> **Source passage**
——————————

# Six Flags and Nickelodeon to invest in Acapulco



## Dray2 (Apr 14, 2012)

Six Flags and Nickelodeon to invest in Acapulco, Mexico - Theme Park Review


----------



## Hound Dog (Jan 18, 2009)

This is a joke, right?


----------



## Dray2 (Apr 14, 2012)

It's hard to believe but apparently it's true. Have to wait and see what happens. Here is the original link to the story written on Nov. 9th:
Six Flags y Nickelodeon apuntan inversiones hacia Guerrero | El Financiero


----------



## Isla Verde (Oct 19, 2011)

Dray2 said:


> It's hard to believe but apparently it's true. Have to wait and see what happens. Here is the original link to the story written on Nov. 9th:
> Six Flags y Nickelodeon apuntan inversiones hacia Guerrero | El Financiero


Maybe this decision was made before all hell broke loose in Guerrero.


----------



## Bobbyb (Mar 9, 2014)

With Hotel capacity at 20% they must be crazy.


----------



## SirRon (Nov 4, 2014)

I hope they do come, I think it will help bring more people to Acapulco


----------



## Hound Dog (Jan 18, 2009)

[_

I hope they come down well armed._

A few months ago, we drove from Chiapas up the Guerrero Coast through the Costa Chica to Acapulco and up the Autopista Del Sol through Iguala to Taxco and on to Lake Chapala. We found, in our ignorance, Iguala to be an attractive enough town in the foothills of Guerrero. Up through Veracruz next time. We did not just arrive on the turnip truck.


----------



## Bobbyb (Mar 9, 2014)

Not only are the hotels empty apparently some companies are considering leaving the area. This includes Bimbo and W-M!


----------



## SirRon (Nov 4, 2014)

Bobbyb said:


> Not only are the hotels empty apparently some companies are considering leaving the area. This includes Bimbo and W-M!


walmart already stated they have no plans to go no where

here is the proof:

Walmart reitera su permanencia en Guerrero


----------



## Longford (May 25, 2012)

Acapulco remains a hugely popular vacation destination with Mexicans, due to its relatively close proximity to the D.F. and the natural beauty/setting/beaches. That Six Flags, which has a park in the D.F., would consider investing in Acapulco doesn't surprise me. If my recollection is correct, more money has in the past decade been invested in Acapulco than any of the other resort areas in Mexico.


----------



## AlanMexicali (Jun 1, 2011)

"Empresas consideran dejar Guerrero: CCE

El Consejo Coordinador Empresarial de Guerrero informó que ya se reunieron con Bimbo, Walmart y Comercial Mexicana para que reconsideren su postura de abandonar el estado; diversas tiendas han sufrido saqueos y varios autos repartidores fueron incendiados o dañados en las protestas.

Enrique Villagómez/Corresponsal
12.11.2014 

ACAPULCO.- Bimbo, Walmart y Comercial Mexicana, son tres de las compañías que han manifestado su intención por dejar Guerrero, debido a los actos vandálicos que se han cometido en contra de su patrimonio, reveló el Consejo Coordinador Empresarial del Estado.

——————————

> **Exercises to complete**
[1] Answer these questions from the Acapulco thread:
(a) What hotel capacity figure does Bobbyb give?
(b) Which two companies does Bobbyb first name as considering leaving the area?
(c) What does Longford say Six Flags has in the D.F.?
[2] Rewrite the part of the Acapulco thread starting at "El Consejo Coordinador Empresarial de Guerrero" and ending at "Empresarial del Estado.", replacing "Walmart" with "Soriana" throughout.
[3] Decide whether each statement agrees with the Acapulco thread:
(a) Hound Dog drove through Iguala on the way to Taxco.
(b) The original El Financiero story was written on Nov. 12th.
(c) SirRon hopes Six Flags and Nickelodeon stay away from Acapulco.
Please leave the items out of this work; they have no part in it.

> **Record extracts**
——————————

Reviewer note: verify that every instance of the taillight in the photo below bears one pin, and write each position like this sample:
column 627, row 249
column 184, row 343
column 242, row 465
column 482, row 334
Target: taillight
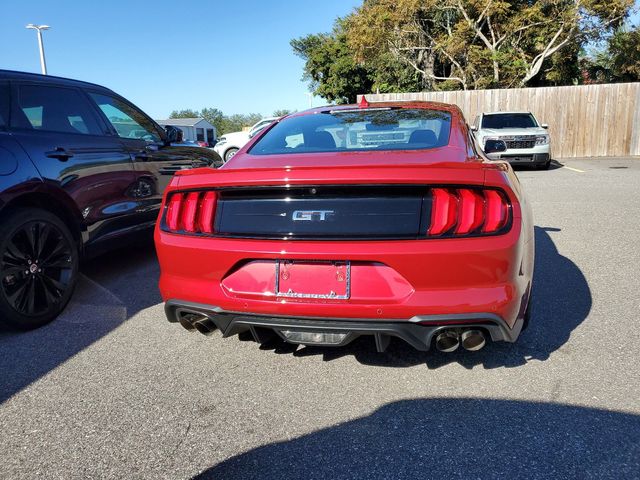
column 191, row 212
column 458, row 212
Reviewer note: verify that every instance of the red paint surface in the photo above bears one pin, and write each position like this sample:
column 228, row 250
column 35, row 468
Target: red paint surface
column 396, row 279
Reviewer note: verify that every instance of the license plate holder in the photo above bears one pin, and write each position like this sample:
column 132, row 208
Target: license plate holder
column 324, row 280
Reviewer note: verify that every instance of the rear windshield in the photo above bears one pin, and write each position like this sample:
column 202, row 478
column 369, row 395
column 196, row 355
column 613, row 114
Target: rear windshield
column 509, row 120
column 357, row 130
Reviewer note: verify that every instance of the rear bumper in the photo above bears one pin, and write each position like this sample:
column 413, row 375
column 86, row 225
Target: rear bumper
column 418, row 331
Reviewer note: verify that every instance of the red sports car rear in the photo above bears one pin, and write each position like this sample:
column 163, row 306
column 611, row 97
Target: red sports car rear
column 375, row 219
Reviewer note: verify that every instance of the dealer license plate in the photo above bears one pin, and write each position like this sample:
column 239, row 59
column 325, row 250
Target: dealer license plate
column 305, row 279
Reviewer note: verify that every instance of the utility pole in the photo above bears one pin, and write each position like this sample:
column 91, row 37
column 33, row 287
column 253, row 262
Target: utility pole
column 39, row 29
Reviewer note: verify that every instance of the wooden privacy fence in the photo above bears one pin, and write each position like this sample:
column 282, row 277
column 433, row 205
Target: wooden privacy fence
column 584, row 121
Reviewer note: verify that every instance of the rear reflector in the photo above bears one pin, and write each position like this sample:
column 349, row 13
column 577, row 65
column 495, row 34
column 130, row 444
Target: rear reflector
column 192, row 212
column 465, row 211
column 319, row 338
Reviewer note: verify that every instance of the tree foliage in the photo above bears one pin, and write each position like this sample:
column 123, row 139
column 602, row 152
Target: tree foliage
column 616, row 61
column 405, row 45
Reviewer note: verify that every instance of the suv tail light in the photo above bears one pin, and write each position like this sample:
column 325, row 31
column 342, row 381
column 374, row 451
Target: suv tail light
column 191, row 212
column 462, row 212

——————————

> **Solved problems**
[1]
(a) 20%
(b) Bimbo and W-M
(c) A park

[2]
El Consejo Coordinador Empresarial de Guerrero informó que ya se reunieron con Bimbo, Soriana y Comercial Mexicana para que reconsideren su postura de abandonar el estado; diversas tiendas han sufrido saqueos y varios autos repartidores fueron incendiados o dañados en las protestas.

Enrique Villagómez/Corresponsal
12.11.2014 

ACAPULCO.- Bimbo, Soriana y Comercial Mexicana, son tres de las compañías que han manifestado su intención por dejar Guerrero, debido a los actos vandálicos que se han cometido en contra de su patrimonio, reveló el Consejo Coordinador Empresarial del Estado.

[3]
(a) Yes: "up the Autopista Del Sol through Iguala to Taxco"
(b) No: "Here is the original link to the story written on Nov. 9th"
(c) No: "I hope they do come, I think it will help bring more people to Acapulco"